Exercice 1 —
Remettez à l'échelle les enregistrements ci-dessous, de la ligne contenant « For every instance of the doppelmayr » jusqu'à la fin des enregistrements. Recopiez toutes ces lignes, demandes comprises, en multipliant par 2,55 chaque coordonnée des réponses et en arrondissant à l'entier, les demis vers le haut.

Extrait —
#####

Lorsque Stefan Hertmans apprend que Monieux, le petit village provençal où il a élu domicile, a été le théâtre d’un pogrom il y a mille ans et qu’un trésor y serait caché, il part à la recherche d’indices. Une lettre de recommandation découverte dans une synagogue du Caire le met sur la trace d’une jeune noble normande qui, à la fin du onzième siècle, convertie par amour pour un fils de rabbin, aurait trouvé refuge à Monieux. 
La belle Vigdis est tombée amoureuse de David, étudiant à la yeshiva de Rouen. Au péril de sa vie, elle le suit dans le Sud, commence à prier son dieu et devient Hamoutal. Son père ayant promis une forte somme à qui la ramènerait, des chevaliers se lancent à sa poursuite.  (…)

(J’arrête là la quatrième de couverture, qui en dit beaucoup, je trouve.)

Quand Babelio m’a proposé de recevoir le deuxième roman traduit de Stefan Hertmans, je n’ai pas hésité une minute, vu le merveilleux souvenir de lecture que fut Guerre et térébenthine.

Dans ce roman, Stefan Hertmans s’intéresse à nouveau à l’histoire et il y a dans sa quête un lien personnel, mais cette fois il nous emmène au Moyen Age, à la fin du XIè siècle, sur les traces d’une jeune femme d’origine normande et chrétienne, convertie au judaïsme par amour pour le fils du Grand rabbin de Narbonne venu faire ses études à Rouen. La belle Vigdis Adelaïs deviendra donc une fugitive, elle deviendra aussi Hamoutal, nom que lui donne David Todros. Par amour, la jeune femme deviendra donc prosélyte dans la religion juive et toute sa vie en sera déterminée à jamais : on peut dire qu’elle ne connaîtra jamais le repos, à peine quelques mois de répit de temps en temps. Dans cette France à la fois hostile (nature sauvage, brigands et vagabonds de toutes sortes) et « étroite » (le réseau de chevalerie s’étend sur tout le territoire), elle va être régulièrement poursuivie parce qu’elle a commis la pire trahison possible en se convertissant au judaïsme. Les relations entre juifs et chrétiens sont tendues et en cette fin de siècle, les équilibres fragiles vont basculer avec l’appel à la première croisade lancé par le pape Urbain II.

#####

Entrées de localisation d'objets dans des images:

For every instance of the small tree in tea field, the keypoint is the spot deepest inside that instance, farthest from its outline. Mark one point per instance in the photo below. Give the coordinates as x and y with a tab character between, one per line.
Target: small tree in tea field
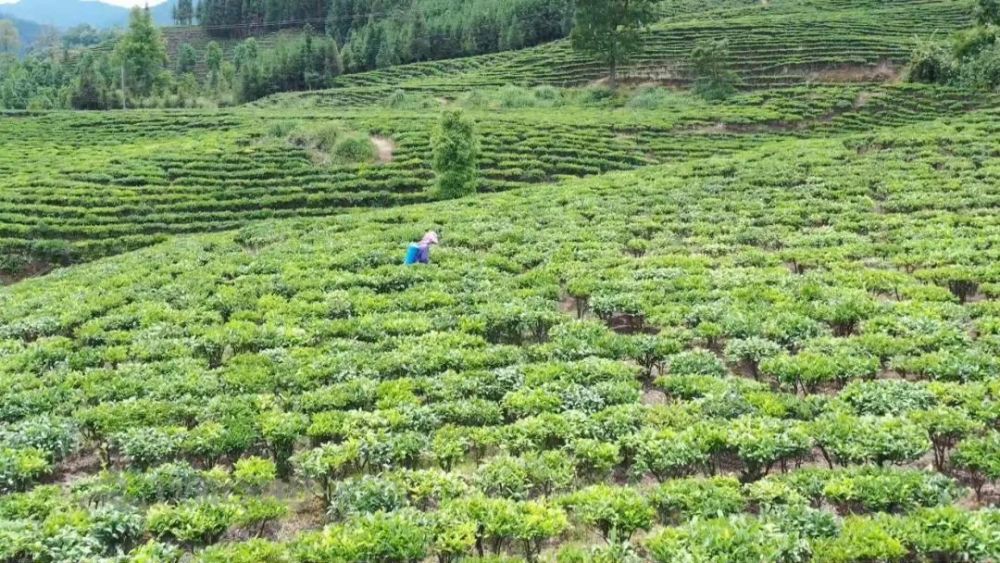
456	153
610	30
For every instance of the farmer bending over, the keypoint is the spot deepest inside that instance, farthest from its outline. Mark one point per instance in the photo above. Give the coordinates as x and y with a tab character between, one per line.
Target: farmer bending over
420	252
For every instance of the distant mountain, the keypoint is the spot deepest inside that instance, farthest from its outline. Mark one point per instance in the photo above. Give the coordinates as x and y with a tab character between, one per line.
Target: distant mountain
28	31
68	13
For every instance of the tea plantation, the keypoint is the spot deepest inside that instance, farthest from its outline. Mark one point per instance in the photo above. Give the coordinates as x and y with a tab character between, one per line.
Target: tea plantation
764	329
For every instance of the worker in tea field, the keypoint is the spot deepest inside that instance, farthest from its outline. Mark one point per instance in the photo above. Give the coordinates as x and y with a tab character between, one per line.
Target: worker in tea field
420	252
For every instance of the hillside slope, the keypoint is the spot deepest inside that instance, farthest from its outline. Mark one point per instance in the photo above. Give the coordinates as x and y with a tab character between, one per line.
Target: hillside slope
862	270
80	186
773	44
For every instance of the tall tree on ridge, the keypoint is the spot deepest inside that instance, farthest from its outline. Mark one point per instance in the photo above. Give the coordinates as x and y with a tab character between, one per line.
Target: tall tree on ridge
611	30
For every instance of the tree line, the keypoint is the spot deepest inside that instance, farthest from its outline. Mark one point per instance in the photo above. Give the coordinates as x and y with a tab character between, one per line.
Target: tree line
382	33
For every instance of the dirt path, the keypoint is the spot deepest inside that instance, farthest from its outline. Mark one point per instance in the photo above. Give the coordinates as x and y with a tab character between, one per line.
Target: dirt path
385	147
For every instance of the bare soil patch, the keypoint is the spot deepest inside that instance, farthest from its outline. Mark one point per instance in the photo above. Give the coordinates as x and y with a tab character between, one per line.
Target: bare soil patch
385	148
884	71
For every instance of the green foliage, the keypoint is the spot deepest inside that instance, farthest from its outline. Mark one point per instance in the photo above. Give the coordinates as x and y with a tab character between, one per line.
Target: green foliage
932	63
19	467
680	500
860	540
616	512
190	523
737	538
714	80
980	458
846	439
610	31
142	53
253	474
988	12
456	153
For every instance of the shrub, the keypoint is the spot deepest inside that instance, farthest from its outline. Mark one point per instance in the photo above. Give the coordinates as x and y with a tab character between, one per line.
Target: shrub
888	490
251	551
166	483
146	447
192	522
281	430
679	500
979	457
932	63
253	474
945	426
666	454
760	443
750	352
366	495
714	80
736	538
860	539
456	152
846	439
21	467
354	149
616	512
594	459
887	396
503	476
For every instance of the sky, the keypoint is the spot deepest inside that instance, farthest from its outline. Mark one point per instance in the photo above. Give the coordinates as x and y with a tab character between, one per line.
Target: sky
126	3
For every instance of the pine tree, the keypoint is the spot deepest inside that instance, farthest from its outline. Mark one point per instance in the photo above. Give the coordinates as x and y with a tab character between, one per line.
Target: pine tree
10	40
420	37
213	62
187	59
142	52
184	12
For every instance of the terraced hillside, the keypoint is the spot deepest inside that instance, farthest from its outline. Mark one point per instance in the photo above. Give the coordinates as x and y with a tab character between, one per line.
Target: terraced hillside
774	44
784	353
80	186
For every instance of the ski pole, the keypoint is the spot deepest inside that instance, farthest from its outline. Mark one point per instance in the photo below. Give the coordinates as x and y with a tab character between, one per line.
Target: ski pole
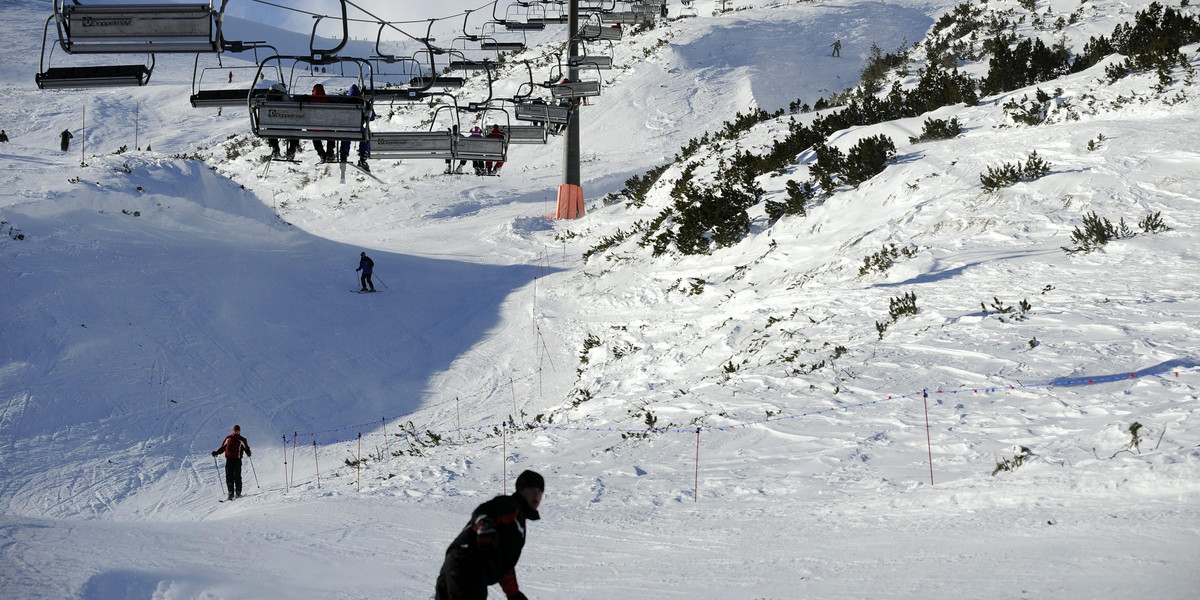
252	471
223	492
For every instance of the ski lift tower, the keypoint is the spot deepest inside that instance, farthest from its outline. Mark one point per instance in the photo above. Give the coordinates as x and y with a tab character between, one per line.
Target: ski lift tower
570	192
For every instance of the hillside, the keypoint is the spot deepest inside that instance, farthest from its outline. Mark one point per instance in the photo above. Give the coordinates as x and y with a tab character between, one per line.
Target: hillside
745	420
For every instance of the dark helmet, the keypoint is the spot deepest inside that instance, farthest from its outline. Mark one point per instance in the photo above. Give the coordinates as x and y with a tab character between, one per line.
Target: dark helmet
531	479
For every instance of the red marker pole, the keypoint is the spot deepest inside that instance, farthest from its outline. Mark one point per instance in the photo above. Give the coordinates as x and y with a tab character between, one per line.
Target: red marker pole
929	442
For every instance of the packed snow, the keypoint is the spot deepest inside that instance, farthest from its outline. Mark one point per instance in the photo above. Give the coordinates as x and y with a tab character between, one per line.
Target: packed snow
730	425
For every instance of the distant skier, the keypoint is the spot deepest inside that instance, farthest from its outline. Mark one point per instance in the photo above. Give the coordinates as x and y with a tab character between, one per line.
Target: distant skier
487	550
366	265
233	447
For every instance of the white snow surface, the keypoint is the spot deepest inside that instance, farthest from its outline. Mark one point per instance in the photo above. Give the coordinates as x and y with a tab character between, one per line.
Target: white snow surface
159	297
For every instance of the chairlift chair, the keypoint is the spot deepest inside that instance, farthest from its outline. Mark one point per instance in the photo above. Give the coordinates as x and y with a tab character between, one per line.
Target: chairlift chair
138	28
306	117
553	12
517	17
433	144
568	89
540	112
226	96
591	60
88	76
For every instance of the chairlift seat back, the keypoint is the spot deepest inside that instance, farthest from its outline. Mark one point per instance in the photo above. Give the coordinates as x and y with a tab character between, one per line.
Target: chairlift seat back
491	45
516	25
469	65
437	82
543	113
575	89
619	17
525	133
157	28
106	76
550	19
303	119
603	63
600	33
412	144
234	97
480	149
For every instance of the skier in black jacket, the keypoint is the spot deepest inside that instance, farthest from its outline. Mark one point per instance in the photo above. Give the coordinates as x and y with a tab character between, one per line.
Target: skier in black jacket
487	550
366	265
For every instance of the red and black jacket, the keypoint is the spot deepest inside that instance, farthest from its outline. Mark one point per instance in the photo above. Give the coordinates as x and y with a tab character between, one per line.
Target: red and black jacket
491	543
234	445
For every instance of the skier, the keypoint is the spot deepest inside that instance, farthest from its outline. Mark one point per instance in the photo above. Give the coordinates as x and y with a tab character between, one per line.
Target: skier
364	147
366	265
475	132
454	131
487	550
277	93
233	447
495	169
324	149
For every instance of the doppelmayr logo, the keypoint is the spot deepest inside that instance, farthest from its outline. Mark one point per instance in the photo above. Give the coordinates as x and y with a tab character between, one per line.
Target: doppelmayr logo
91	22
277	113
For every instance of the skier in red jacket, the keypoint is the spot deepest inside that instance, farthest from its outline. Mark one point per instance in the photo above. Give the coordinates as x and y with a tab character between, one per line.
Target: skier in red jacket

#####

Exercice 2 —
Répondez à ces questions sur l'extrait :
(a) Où a été découverte la lettre de recommandation qui met Stefan Hertmans sur la trace de la jeune noble normande ?
(b) Quel nom David Todros donne-t-il à Vigdis Adelaïs ?
(c) Quel pape a lancé l'appel à la première croisade ?

Réponse attendue 1 —
For every instance of the doppelmayr logo, the keypoint is the spot deepest inside that instance, farthest from its outline. Mark one point per instance in the photo above. Give the coordinates as x and y with a tab character between, one per line.
Target: doppelmayr logo
232	56
706	288
For every instance of the skier in red jacket, the keypoint is the spot deepest inside that instance, farthest from its outline. Mark one point per instance in the photo above. Give the coordinates as x and y with a tab character between, one per line.
Target: skier in red jacket

Réponse attendue 2 —
(a) Dans une synagogue du Caire.
(b) Hamoutal.
(c) Urbain II.